Friday 16 November 2012

Getting the most fun from your hobby

Greetings all, I thought I would talk about a subject I consider essential. Making The Hobby into Your Hobby and getting the most fun out of it as a result. This might seem to be fairly basic stuff but it is amazing how often you hear people talking about elements of their hobby as a chore or seeing a proscribed view - often I'm afraid from the internet - as being the one true shining way that they must follow. I'm here to tell you different. First, some definitions:

The Hobby: The entire spectrum of activities relating to Wargaming that exist regardless of whether you like them or not.

Your Hobby: The elements of that vast spectrum that give you pleasure and thus form the activities in which you most often partake.

So straight off the bat we see that there is a need to identify what the elements of our wonderful hobby are. To help with this, I've made diagrams (get me with the technology):

 

In its simplist form the hobby exists in three parts: Collecting miniatures; Painting & Modelling them and then Gaming with them. Now straight away we can recognise different sorts of hobbyists, the fellow with boxes and boxes of unpainted figures might emphasise the Collecting element. The chap - or indeed chapette - with lots of individual painted figures but no recognisable army falls more firmly into the Painting & Modelling section. Most of us are somewhere in the middle. Now this is as far as most people take thinking about their interaction with The Hobby, but in order to take that next step of truly making it Your Hobby we need to go a little complex. Lets take Gaming for example:


Most games played fall into one of three catagories: Casual - or Garage - Gaming is where you have a circle of friends who play, you meet up semi regularly and have a game. No more organisation than that. Club Gaming by contrast starts with strangers meeting in a venue provided for the purpose to play games. Tournament gaming is where you actually journey to a place where a competative gaming event has been organised. Now notice that I have not talked about competative vs. so-called "fluffy" gaming. That is a whole other thing and is spread across all of the different elements of gaming. It is though essential to your creating Your Hobby that you understand what sort of gamer you are and find people to play who share your views on what makes a good game. But I digress, we are still defining the elements of The Hobby, not yet crafting Your Hobby.

Problem A:
In the records, rescale the part that opens with the line containing "Question. The picture above shows the dark cloud." and runs through the end of the records. Reproduce every line of that part, requests included, but multiply each point coordinate by 1.1 and round it to a whole number, with halves rounded up.
The records that come next are unrelated to the text.

Recorded data:

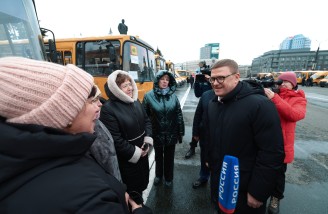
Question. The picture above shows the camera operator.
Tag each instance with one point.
(201, 79)
(291, 105)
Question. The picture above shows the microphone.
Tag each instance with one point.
(228, 184)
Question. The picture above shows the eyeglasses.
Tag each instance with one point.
(220, 79)
(124, 86)
(94, 100)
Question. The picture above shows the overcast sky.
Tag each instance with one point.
(244, 29)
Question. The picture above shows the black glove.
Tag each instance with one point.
(180, 139)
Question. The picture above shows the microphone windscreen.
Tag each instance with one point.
(228, 184)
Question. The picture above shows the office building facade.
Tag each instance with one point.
(210, 51)
(290, 60)
(295, 42)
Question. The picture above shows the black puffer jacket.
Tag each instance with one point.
(245, 124)
(130, 127)
(44, 170)
(164, 112)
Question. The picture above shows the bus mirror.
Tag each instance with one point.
(52, 51)
(111, 52)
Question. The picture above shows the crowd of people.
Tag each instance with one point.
(65, 149)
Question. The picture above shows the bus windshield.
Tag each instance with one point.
(139, 62)
(20, 34)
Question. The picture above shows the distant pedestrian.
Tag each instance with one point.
(291, 105)
(303, 80)
(164, 111)
(191, 80)
(122, 28)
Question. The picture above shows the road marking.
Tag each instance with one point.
(311, 157)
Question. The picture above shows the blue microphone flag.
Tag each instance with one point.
(228, 184)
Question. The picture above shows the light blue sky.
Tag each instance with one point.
(244, 29)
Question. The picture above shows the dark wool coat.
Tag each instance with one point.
(164, 112)
(44, 170)
(245, 124)
(200, 126)
(103, 151)
(130, 127)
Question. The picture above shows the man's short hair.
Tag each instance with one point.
(226, 62)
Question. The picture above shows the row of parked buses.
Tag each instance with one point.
(319, 78)
(98, 56)
(102, 55)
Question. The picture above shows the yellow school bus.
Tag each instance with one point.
(301, 74)
(160, 63)
(20, 33)
(317, 77)
(102, 55)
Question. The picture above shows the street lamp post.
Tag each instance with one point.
(314, 65)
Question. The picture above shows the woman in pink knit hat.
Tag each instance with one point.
(291, 105)
(47, 119)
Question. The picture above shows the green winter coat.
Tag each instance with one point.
(165, 112)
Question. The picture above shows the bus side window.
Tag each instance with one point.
(68, 57)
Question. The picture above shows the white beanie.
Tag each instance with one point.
(42, 93)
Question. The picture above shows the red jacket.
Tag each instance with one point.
(291, 106)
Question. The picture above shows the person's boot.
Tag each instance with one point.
(190, 152)
(273, 207)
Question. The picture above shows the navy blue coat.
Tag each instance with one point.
(245, 124)
(164, 112)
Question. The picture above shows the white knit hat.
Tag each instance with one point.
(42, 93)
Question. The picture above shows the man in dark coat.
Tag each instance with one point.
(245, 124)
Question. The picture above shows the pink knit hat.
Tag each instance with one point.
(42, 93)
(289, 76)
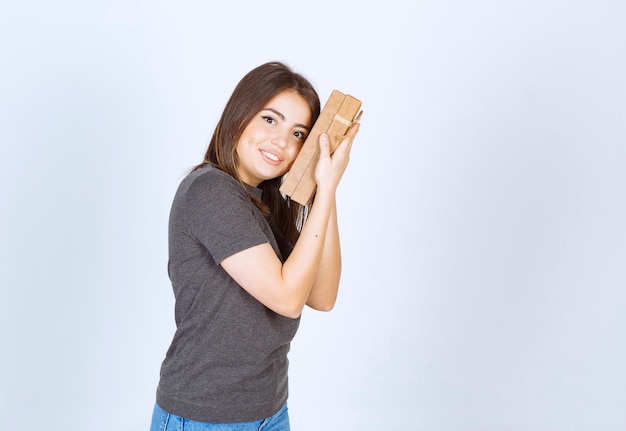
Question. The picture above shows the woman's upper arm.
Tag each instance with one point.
(259, 271)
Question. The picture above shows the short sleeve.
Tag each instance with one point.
(222, 217)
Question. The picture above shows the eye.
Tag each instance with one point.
(268, 119)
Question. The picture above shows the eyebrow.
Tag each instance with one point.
(282, 117)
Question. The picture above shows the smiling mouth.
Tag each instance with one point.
(271, 156)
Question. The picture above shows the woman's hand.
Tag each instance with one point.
(329, 168)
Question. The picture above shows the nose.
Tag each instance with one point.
(280, 139)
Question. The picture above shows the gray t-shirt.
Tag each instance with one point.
(228, 359)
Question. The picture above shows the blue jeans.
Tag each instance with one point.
(164, 421)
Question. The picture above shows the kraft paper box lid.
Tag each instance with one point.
(339, 113)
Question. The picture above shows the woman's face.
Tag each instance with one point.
(273, 138)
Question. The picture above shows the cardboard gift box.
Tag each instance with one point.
(339, 113)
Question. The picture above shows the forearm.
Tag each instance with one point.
(300, 272)
(324, 291)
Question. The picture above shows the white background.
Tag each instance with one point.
(483, 213)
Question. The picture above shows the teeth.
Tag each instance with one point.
(270, 156)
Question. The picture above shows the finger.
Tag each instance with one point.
(346, 143)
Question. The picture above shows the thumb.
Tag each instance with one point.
(324, 145)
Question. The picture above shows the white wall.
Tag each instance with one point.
(483, 212)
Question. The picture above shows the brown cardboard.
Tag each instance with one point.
(335, 119)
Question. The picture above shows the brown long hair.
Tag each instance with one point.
(250, 96)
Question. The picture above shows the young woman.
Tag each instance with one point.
(245, 260)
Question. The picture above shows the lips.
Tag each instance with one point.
(271, 157)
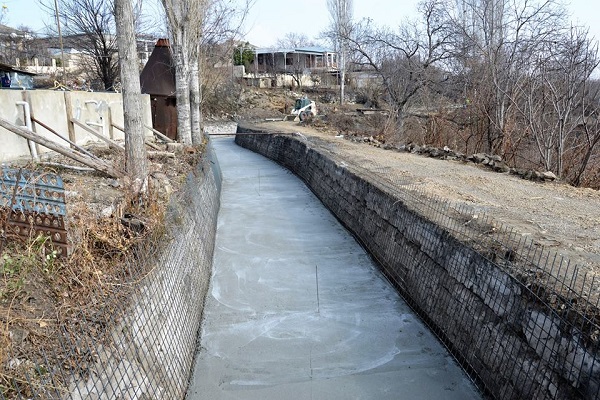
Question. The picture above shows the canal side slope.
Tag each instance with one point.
(504, 315)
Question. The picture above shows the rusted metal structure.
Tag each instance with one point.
(33, 204)
(158, 80)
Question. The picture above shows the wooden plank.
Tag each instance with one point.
(26, 94)
(160, 135)
(69, 111)
(73, 144)
(111, 143)
(97, 164)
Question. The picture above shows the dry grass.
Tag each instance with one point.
(53, 309)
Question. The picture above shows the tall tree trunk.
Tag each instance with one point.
(136, 162)
(182, 87)
(195, 101)
(343, 74)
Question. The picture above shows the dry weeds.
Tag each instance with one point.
(52, 309)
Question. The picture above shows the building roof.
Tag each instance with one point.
(300, 50)
(158, 75)
(9, 68)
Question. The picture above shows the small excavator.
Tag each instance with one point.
(303, 110)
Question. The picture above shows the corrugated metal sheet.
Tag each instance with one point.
(158, 75)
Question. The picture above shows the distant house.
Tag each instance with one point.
(302, 66)
(306, 59)
(13, 78)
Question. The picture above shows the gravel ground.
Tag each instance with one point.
(559, 217)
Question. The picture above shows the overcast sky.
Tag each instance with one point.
(271, 19)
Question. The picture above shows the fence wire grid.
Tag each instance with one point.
(559, 317)
(139, 344)
(522, 320)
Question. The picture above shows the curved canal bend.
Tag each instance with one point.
(296, 308)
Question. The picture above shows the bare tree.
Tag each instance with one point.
(497, 40)
(3, 13)
(136, 161)
(341, 12)
(406, 61)
(556, 104)
(184, 20)
(88, 26)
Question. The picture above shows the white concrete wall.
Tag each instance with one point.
(49, 107)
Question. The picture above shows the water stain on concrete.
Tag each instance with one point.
(297, 309)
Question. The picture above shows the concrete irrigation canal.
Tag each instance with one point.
(296, 309)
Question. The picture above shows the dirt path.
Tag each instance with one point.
(554, 215)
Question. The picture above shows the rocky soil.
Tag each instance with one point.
(559, 217)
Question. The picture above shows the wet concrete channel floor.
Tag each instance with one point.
(297, 310)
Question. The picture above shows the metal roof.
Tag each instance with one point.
(301, 50)
(158, 75)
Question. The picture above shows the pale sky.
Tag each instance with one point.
(271, 19)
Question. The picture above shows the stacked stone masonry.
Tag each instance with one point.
(491, 322)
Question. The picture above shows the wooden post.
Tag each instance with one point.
(26, 95)
(111, 143)
(69, 109)
(111, 131)
(97, 164)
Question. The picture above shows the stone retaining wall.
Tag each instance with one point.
(495, 325)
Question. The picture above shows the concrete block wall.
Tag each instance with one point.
(494, 325)
(50, 107)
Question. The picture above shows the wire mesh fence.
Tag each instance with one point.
(522, 320)
(138, 341)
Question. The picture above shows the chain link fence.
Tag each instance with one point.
(139, 343)
(522, 320)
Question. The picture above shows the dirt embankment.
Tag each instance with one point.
(559, 217)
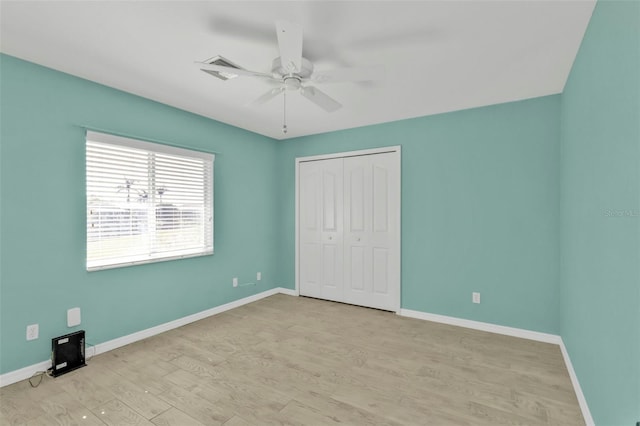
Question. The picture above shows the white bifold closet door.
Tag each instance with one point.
(349, 247)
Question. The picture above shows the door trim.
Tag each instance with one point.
(387, 149)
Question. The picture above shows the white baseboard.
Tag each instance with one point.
(514, 332)
(289, 291)
(483, 326)
(576, 386)
(26, 372)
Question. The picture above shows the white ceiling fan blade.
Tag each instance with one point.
(341, 75)
(290, 44)
(231, 70)
(268, 96)
(320, 98)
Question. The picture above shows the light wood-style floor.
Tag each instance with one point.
(296, 361)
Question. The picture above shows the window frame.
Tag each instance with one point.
(158, 148)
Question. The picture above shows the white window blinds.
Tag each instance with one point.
(146, 202)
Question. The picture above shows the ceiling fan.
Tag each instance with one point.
(293, 72)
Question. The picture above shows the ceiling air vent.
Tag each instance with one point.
(219, 60)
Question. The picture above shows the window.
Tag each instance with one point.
(146, 202)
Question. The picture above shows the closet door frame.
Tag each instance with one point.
(397, 149)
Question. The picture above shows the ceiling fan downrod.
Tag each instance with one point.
(284, 113)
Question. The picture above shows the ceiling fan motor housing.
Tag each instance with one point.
(306, 69)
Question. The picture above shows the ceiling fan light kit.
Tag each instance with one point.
(292, 72)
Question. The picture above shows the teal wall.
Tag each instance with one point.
(600, 239)
(42, 222)
(480, 209)
(535, 204)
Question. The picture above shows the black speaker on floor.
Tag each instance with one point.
(67, 353)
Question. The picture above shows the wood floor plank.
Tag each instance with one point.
(117, 413)
(175, 417)
(292, 360)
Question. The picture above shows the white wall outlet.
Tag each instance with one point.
(73, 317)
(32, 332)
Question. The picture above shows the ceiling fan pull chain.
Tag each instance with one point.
(284, 113)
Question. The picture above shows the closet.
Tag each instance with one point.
(348, 227)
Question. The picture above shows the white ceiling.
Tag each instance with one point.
(439, 56)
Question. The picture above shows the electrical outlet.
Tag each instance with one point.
(32, 332)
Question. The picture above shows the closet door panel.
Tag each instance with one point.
(321, 251)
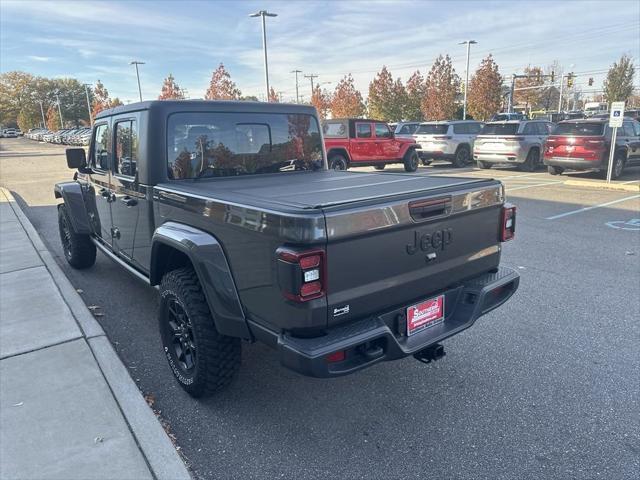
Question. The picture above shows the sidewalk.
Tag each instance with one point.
(68, 407)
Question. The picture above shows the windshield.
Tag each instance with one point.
(230, 144)
(432, 129)
(499, 129)
(579, 129)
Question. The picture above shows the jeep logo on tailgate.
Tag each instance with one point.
(430, 241)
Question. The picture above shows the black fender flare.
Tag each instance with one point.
(73, 197)
(210, 264)
(339, 151)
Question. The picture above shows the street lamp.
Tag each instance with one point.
(263, 14)
(297, 94)
(86, 91)
(136, 63)
(468, 43)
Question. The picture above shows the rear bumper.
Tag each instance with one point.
(572, 163)
(383, 337)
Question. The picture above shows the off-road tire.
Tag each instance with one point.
(462, 157)
(531, 162)
(338, 162)
(217, 356)
(79, 250)
(411, 161)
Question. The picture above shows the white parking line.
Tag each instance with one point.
(511, 189)
(593, 207)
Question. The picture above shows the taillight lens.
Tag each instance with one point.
(301, 274)
(508, 222)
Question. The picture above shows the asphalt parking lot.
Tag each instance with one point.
(544, 387)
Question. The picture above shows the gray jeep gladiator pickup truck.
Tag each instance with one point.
(228, 208)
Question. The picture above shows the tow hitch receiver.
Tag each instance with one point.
(431, 353)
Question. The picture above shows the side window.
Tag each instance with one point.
(126, 154)
(460, 128)
(382, 131)
(100, 157)
(363, 130)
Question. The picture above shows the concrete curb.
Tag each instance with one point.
(603, 185)
(161, 456)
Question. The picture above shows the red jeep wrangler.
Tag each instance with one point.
(356, 142)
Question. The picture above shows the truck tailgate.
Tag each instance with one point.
(404, 249)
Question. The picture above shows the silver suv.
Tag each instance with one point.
(512, 142)
(447, 140)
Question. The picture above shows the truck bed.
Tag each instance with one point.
(314, 190)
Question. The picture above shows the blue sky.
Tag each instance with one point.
(96, 40)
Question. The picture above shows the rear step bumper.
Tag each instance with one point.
(382, 338)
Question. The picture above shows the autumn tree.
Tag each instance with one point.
(273, 96)
(221, 87)
(441, 89)
(53, 118)
(321, 99)
(347, 100)
(171, 90)
(485, 90)
(414, 91)
(530, 98)
(618, 86)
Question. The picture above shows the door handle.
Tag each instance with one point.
(129, 202)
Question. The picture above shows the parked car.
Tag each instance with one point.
(506, 116)
(406, 129)
(357, 142)
(586, 145)
(513, 142)
(447, 140)
(337, 271)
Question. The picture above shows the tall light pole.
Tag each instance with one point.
(263, 14)
(60, 111)
(44, 122)
(297, 94)
(136, 63)
(86, 91)
(466, 82)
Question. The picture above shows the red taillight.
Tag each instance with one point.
(301, 275)
(507, 222)
(334, 357)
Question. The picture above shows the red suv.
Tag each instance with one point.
(585, 145)
(357, 142)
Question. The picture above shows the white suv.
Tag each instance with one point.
(447, 140)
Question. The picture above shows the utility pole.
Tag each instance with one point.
(44, 122)
(466, 82)
(86, 91)
(311, 76)
(297, 94)
(136, 63)
(263, 14)
(59, 111)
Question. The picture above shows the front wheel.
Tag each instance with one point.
(338, 162)
(79, 250)
(201, 359)
(411, 161)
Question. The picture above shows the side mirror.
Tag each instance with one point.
(76, 158)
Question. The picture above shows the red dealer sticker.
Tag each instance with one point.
(425, 314)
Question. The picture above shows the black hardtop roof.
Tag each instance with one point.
(166, 107)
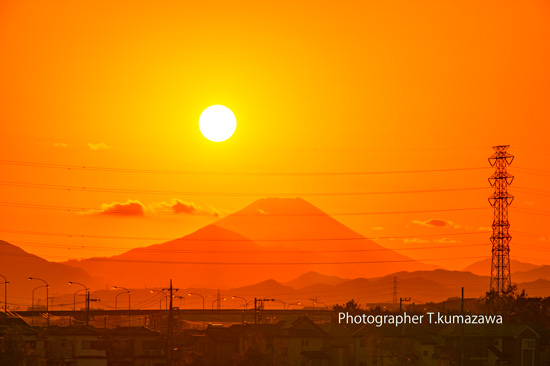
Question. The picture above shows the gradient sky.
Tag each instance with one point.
(348, 87)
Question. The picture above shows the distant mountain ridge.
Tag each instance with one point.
(278, 238)
(483, 267)
(17, 266)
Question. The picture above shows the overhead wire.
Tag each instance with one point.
(226, 194)
(156, 171)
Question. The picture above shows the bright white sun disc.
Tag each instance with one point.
(217, 123)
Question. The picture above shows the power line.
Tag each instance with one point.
(146, 261)
(123, 212)
(205, 251)
(92, 236)
(241, 194)
(153, 171)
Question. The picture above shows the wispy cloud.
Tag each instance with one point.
(447, 241)
(437, 223)
(415, 241)
(130, 207)
(137, 208)
(98, 146)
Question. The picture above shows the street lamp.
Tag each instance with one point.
(47, 293)
(85, 288)
(165, 298)
(127, 292)
(284, 303)
(193, 293)
(5, 293)
(215, 301)
(243, 299)
(47, 286)
(179, 297)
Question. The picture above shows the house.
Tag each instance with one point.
(135, 346)
(299, 342)
(340, 344)
(498, 344)
(391, 345)
(76, 345)
(17, 337)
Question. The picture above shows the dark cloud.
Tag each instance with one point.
(129, 207)
(436, 223)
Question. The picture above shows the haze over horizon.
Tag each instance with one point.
(381, 117)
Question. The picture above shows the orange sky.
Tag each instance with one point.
(358, 86)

Problem B:
Continue the text on getting the most fun from the wargaming hobby from where it stops.

Written answer A:
Question. The picture above shows the dark cloud.
Tag each instance with one point.
(142, 228)
(480, 245)
Question. The picture above shows the haze over horizon.
Tag each instance with one point.
(419, 129)
Question. The picture above shows the orange sky.
Tag each instance with one point.
(394, 95)

Written answer B:
Collecting is one of those weirder elements of The Hobby, we all do it to a greater or lesser extent. Some people write army lists, only buy what they need from that list and therefore have a very tightly controlled Collecting element. These people also have more money than me because their discipline avoids the Shiny Model Syndrome that causes people like me to buy something on impulse. Then there are the completionists who like to own an entire range. The "Gotta catch them all" mindset. Nothing wrong with this - your bank manager may disagree - I've done it with Dwarfs. Then there are those who chase the rare and limited editions, essentially a more classic form of collecting that is in essence the same as the antique hunter. Most of us do a bit of everything, some do almost none of it and just wind up with the models that they thought were cool at the time. All valid options.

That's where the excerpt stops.